Selected text.
*** Block opens ***

Now that vaccines are rolling out, spring is in the air, and the next stimulus bill has passed, many nonprofits are looking back at what they learned during 2020 (and if you aren’t, now would be a good time to do so). In discussions with my clients, two themes (that might seem familiar) have surfaced: the need for sustained unrestricted funding and keeping service provision local. For me, these two go hand-in-hand.
The recently released Blackbaud Institute Charitable Giving Report pointed out that while philanthropic giving was on the rise overall in 2020, the smallest nonprofits (with annual revenue under $1million) experienced a 7.2% decrease in fundraising revenue. I won’t get into all of the reasons (though I would encourage you to listen to the report: https://www.thenonprofittimes.com/podcast/episode-36-blackbaud-institute-charitable-giving-report/)
I will point out, these same nonprofits are ones that are more challenged to put together competitive grants – time, capacity, experience barriers. Typically, nonprofits with under $1 million revenue don’t have development directors, grant writers, or boards with fundraising expertise. Yet, in many communities, these are the nonprofits that have the trust of the community, the ones that are meet people where they are and provide services that make a difference. Finding creative ways to continue to fund these small nonprofits is critical for community recovery.

*** Block closes ***

Entries provided.
*** Block opens ***

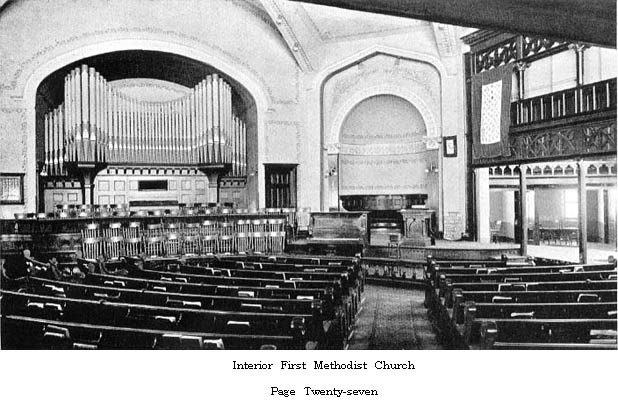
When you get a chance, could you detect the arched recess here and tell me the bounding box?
[314,45,448,211]
[327,92,440,210]
[23,38,272,211]
[324,85,442,150]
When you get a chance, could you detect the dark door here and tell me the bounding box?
[264,164,296,208]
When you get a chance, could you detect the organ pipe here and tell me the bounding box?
[44,65,246,176]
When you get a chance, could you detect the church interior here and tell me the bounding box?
[0,0,618,350]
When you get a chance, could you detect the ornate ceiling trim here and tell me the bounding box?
[260,0,314,72]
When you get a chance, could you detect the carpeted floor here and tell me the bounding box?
[349,285,441,350]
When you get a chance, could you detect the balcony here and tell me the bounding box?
[511,78,616,127]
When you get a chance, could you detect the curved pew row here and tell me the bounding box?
[438,270,618,296]
[126,258,364,333]
[425,261,616,283]
[452,289,617,324]
[27,277,332,318]
[0,315,296,350]
[480,320,618,350]
[0,291,324,348]
[455,302,617,345]
[425,262,618,349]
[3,259,356,348]
[479,318,617,350]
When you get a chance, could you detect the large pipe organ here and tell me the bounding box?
[41,65,247,210]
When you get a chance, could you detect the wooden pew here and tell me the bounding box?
[444,280,616,308]
[28,277,333,319]
[455,302,617,344]
[0,314,298,350]
[0,290,318,341]
[452,289,617,324]
[439,270,618,295]
[479,319,617,349]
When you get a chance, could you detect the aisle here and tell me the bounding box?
[349,285,441,350]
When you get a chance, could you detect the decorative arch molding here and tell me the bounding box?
[260,0,313,72]
[311,45,448,211]
[21,38,273,211]
[324,84,441,153]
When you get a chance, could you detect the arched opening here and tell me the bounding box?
[35,50,258,211]
[326,94,439,245]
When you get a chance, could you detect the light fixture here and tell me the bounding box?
[425,162,438,173]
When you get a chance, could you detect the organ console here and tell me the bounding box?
[44,65,247,176]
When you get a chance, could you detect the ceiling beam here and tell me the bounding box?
[292,0,616,48]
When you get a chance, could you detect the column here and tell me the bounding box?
[501,189,515,239]
[577,161,588,264]
[515,62,529,123]
[597,188,605,243]
[518,165,528,256]
[474,167,490,243]
[573,44,587,86]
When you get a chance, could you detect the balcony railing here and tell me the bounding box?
[511,78,616,126]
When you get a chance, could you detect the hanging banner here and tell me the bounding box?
[472,64,513,159]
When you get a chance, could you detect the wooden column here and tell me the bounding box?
[206,172,219,203]
[577,161,588,264]
[474,167,490,243]
[573,44,587,86]
[517,165,528,256]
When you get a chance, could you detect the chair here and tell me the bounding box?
[144,224,163,238]
[124,237,142,257]
[182,223,200,236]
[82,223,101,239]
[388,233,402,259]
[144,236,164,257]
[165,233,182,256]
[122,222,142,239]
[219,222,234,236]
[182,234,200,255]
[236,219,251,233]
[82,238,103,259]
[104,222,124,238]
[236,232,252,254]
[253,232,268,253]
[268,232,285,253]
[105,236,125,259]
[217,235,234,253]
[199,221,218,236]
[200,235,219,254]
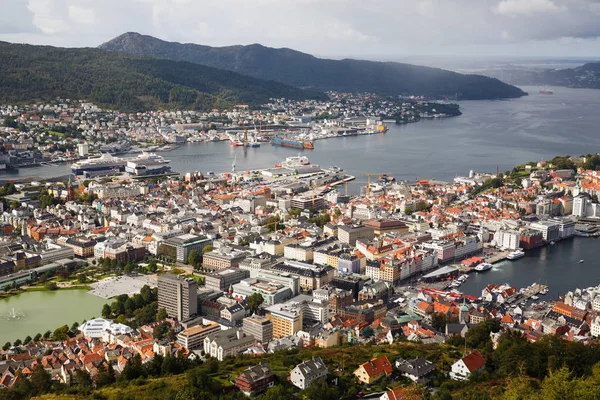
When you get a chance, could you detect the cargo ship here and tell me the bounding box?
[271,138,315,149]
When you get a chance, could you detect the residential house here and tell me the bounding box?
[354,356,392,385]
[450,350,485,380]
[290,357,329,390]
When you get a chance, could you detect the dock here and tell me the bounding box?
[506,283,548,304]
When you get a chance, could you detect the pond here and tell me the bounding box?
[0,289,105,347]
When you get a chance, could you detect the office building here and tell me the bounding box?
[338,225,375,246]
[158,233,212,262]
[158,274,198,321]
[242,315,273,343]
[202,248,248,271]
[177,322,221,350]
[204,268,250,292]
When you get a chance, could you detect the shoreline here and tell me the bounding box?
[0,285,91,300]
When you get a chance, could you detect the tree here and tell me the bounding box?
[152,322,171,339]
[246,293,265,313]
[75,369,93,392]
[431,314,447,332]
[102,304,112,319]
[186,250,202,267]
[52,325,69,340]
[148,258,158,272]
[156,308,168,321]
[30,364,52,396]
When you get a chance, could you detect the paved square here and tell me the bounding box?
[88,275,157,299]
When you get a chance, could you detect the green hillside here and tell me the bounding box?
[100,32,526,100]
[0,42,326,111]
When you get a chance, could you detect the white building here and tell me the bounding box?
[290,357,328,390]
[79,318,133,341]
[450,350,485,381]
[77,142,89,158]
[590,316,600,337]
[494,229,521,250]
[529,221,560,242]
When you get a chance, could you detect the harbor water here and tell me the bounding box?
[0,87,600,181]
[458,237,600,300]
[0,290,107,346]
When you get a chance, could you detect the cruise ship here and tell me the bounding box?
[506,249,525,260]
[71,153,127,175]
[475,263,492,272]
[125,153,171,175]
[71,153,171,177]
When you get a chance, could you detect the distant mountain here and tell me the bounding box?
[100,32,526,99]
[482,62,600,89]
[0,42,327,111]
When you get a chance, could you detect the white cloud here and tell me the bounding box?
[0,0,600,59]
[495,0,567,15]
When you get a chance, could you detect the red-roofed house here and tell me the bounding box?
[354,356,392,384]
[450,350,485,381]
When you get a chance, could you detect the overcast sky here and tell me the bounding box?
[0,0,600,59]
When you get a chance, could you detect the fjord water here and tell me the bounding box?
[0,87,600,180]
[458,237,600,300]
[0,87,600,345]
[0,290,105,346]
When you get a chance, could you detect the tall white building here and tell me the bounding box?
[77,142,89,158]
[494,229,521,250]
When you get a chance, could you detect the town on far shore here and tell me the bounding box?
[0,101,600,400]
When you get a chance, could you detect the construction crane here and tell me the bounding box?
[362,172,391,196]
[344,181,368,196]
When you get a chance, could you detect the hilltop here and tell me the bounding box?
[0,42,327,111]
[100,32,526,100]
[483,62,600,89]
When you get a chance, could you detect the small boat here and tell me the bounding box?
[506,249,525,260]
[475,263,492,272]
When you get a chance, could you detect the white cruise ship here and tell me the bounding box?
[475,263,492,272]
[506,249,525,260]
[71,153,127,175]
[125,153,171,175]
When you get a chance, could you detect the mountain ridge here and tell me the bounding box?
[0,42,327,111]
[482,62,600,89]
[99,32,526,100]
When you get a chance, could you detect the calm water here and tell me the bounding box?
[0,87,600,180]
[459,237,600,298]
[0,290,106,346]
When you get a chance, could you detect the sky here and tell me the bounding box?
[0,0,600,60]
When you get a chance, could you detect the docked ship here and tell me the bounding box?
[229,136,245,147]
[71,153,127,176]
[275,155,310,168]
[271,137,315,149]
[125,153,171,175]
[475,263,492,272]
[506,249,525,260]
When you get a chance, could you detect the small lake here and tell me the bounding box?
[0,290,105,347]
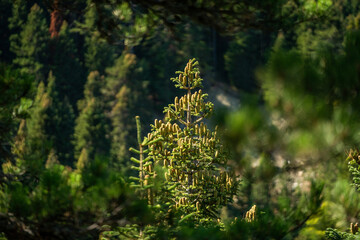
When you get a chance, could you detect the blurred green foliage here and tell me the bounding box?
[0,0,360,239]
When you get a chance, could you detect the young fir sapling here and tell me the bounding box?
[130,59,239,223]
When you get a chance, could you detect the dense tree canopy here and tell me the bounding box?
[0,0,360,240]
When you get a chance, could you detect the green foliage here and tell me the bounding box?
[12,3,49,81]
[74,72,110,163]
[111,59,239,239]
[0,64,33,163]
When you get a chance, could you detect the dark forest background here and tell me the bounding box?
[0,0,360,240]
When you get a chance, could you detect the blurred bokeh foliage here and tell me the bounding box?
[0,0,360,240]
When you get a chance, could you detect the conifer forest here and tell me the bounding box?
[0,0,360,240]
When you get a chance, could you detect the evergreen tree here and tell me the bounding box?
[111,85,134,169]
[125,59,239,238]
[74,72,110,166]
[45,72,75,165]
[8,0,27,61]
[11,3,49,80]
[80,0,116,75]
[103,51,151,169]
[49,21,86,109]
[13,82,52,177]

*** Block closes ***

Problem statement. Continue the text on funding small nonprofits from where it stops.

Exercise response.
Funding with few to no restrictions allows nonprofits to put funding to where the real need is, to pivot quickly and fund pilots or new activities to address emerging needs. During COVID-19, many donors and family foundations eliminated restrictions, allowing nonprofits to do what they needed to stay open and continue work. As donor agencies, philanthropy, and individuals continue to fund nonprofits in a “post COVID” world, please consider:
- prioritizing small, grassroots nonprofits who know their communities and have proven their ability to make big impacts with small funding, especially during COVID, and
- to the extent possible, reducing the restrictions on funding to allow nonprofits to be creative and find locally appropriate solutions.